Goal: Repeat the listing from the line with "Locate the reflective" to the line with "pixel 494 161", changing "young girl" to "small child" and keeping everything else unchanged.

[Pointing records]
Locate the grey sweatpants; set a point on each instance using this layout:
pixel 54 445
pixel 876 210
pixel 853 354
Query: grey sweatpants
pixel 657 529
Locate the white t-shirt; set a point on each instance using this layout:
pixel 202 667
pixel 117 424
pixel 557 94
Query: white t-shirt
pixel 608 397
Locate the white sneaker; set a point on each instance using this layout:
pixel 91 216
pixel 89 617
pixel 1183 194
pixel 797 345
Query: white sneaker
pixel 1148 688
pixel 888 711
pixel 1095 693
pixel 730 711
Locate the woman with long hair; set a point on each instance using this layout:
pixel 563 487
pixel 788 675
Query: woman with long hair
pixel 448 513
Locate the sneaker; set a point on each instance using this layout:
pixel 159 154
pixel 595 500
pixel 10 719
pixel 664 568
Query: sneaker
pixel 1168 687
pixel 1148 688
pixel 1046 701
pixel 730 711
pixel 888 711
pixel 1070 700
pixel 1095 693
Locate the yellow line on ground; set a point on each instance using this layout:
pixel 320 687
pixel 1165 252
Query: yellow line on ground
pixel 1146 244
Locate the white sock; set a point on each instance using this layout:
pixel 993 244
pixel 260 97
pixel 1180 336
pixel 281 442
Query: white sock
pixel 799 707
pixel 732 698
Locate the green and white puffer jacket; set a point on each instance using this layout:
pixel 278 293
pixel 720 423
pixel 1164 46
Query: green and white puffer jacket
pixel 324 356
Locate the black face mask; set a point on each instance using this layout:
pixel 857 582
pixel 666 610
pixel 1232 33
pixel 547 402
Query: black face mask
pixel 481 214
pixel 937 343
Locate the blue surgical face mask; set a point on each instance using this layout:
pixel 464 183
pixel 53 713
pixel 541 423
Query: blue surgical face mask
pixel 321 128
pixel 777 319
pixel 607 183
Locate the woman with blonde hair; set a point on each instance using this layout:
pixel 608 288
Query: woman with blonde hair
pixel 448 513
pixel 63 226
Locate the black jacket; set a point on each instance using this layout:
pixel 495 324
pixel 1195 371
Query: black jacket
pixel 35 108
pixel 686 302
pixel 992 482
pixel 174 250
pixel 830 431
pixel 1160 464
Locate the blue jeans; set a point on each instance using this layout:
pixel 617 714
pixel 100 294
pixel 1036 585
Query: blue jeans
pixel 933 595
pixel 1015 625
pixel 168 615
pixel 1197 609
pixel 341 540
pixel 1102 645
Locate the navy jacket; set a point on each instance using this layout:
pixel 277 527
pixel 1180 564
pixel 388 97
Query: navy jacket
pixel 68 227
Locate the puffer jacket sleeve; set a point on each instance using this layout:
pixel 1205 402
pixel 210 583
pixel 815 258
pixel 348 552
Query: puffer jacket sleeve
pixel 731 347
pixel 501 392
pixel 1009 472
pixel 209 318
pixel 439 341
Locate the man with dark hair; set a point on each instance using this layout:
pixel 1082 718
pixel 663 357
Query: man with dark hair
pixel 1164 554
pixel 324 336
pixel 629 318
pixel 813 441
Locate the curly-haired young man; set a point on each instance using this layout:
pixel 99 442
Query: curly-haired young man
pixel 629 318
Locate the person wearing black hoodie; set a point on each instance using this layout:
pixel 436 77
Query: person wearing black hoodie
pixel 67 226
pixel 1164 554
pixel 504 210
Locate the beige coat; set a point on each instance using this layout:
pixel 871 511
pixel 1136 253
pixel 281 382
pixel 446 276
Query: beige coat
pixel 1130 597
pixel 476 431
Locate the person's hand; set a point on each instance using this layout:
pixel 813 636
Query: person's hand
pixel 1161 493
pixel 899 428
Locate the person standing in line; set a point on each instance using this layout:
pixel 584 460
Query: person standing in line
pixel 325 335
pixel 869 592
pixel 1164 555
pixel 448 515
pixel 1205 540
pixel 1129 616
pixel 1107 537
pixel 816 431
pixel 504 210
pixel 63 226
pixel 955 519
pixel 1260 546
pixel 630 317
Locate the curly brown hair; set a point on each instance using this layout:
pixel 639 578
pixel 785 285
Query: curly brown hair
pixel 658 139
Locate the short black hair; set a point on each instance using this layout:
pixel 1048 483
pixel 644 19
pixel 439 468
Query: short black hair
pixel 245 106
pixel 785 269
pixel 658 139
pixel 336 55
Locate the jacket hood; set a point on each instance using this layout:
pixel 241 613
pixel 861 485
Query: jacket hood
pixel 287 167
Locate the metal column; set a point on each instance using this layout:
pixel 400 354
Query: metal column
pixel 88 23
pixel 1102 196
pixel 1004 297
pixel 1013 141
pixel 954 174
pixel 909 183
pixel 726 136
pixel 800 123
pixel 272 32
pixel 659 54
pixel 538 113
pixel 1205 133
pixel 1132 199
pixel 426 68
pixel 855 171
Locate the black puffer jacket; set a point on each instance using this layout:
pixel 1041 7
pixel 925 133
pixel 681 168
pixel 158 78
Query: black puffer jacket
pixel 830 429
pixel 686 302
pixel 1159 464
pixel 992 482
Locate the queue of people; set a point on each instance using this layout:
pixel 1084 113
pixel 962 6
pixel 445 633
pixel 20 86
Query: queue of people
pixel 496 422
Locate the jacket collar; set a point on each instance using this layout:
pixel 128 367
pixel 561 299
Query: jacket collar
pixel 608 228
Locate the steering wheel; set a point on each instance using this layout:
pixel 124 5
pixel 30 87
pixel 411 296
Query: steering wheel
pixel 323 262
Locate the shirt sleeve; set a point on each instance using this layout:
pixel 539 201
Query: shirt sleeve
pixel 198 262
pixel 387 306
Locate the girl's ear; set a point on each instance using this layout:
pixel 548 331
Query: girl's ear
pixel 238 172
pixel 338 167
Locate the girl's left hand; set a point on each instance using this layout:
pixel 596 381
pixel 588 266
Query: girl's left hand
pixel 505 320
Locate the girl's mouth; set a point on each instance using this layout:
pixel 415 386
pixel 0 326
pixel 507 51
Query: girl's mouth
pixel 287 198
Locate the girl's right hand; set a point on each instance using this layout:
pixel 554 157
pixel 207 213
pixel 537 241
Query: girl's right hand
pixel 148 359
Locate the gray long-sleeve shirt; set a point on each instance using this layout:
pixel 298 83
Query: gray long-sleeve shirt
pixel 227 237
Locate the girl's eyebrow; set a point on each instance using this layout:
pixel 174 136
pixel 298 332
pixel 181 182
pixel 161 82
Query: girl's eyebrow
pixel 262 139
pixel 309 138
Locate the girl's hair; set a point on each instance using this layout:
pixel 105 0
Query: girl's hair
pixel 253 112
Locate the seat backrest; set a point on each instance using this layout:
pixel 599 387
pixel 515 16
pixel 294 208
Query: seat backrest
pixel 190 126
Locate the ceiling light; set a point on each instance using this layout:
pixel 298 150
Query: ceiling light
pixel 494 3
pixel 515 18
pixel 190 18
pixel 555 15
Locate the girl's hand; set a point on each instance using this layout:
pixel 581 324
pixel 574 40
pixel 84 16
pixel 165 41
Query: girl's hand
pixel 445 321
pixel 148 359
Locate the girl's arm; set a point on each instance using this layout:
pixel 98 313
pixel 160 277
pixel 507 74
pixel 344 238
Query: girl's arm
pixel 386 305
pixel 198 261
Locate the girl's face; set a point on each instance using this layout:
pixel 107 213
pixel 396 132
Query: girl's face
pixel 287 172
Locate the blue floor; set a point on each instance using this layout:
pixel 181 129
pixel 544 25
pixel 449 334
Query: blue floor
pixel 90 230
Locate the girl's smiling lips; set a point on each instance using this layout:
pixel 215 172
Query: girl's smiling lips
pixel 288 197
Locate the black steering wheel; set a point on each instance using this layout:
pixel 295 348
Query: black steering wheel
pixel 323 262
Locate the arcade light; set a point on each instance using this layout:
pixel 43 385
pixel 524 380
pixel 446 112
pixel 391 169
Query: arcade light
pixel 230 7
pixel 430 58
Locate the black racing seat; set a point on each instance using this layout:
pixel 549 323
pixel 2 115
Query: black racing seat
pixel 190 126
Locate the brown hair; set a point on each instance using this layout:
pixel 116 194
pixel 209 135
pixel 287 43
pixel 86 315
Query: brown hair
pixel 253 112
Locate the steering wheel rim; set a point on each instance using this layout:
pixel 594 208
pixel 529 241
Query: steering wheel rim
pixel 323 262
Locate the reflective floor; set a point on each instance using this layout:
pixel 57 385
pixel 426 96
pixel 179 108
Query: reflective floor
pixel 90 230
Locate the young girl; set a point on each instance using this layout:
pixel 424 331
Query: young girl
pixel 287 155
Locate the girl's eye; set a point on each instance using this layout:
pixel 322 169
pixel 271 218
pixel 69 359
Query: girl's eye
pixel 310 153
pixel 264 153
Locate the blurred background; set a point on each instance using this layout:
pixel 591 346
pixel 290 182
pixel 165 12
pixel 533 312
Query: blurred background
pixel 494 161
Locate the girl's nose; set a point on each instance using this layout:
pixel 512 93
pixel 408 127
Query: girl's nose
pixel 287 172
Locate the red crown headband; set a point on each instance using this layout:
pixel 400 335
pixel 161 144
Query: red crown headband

Answer for the task:
Locate the reflective floor; set a point on each instance using this layout:
pixel 57 385
pixel 426 96
pixel 179 108
Query: reflective floor
pixel 90 230
Locate the small child; set a point on each instance using this layout:
pixel 424 331
Query: small child
pixel 287 155
Locate the girl's eye; set a point on each instance using this layout:
pixel 322 169
pixel 271 218
pixel 69 359
Query: girl's eye
pixel 310 153
pixel 264 153
Locate the blurred background; set a point on each instance using this layout:
pixel 591 346
pixel 290 182
pixel 165 12
pixel 533 312
Query: blurred background
pixel 494 161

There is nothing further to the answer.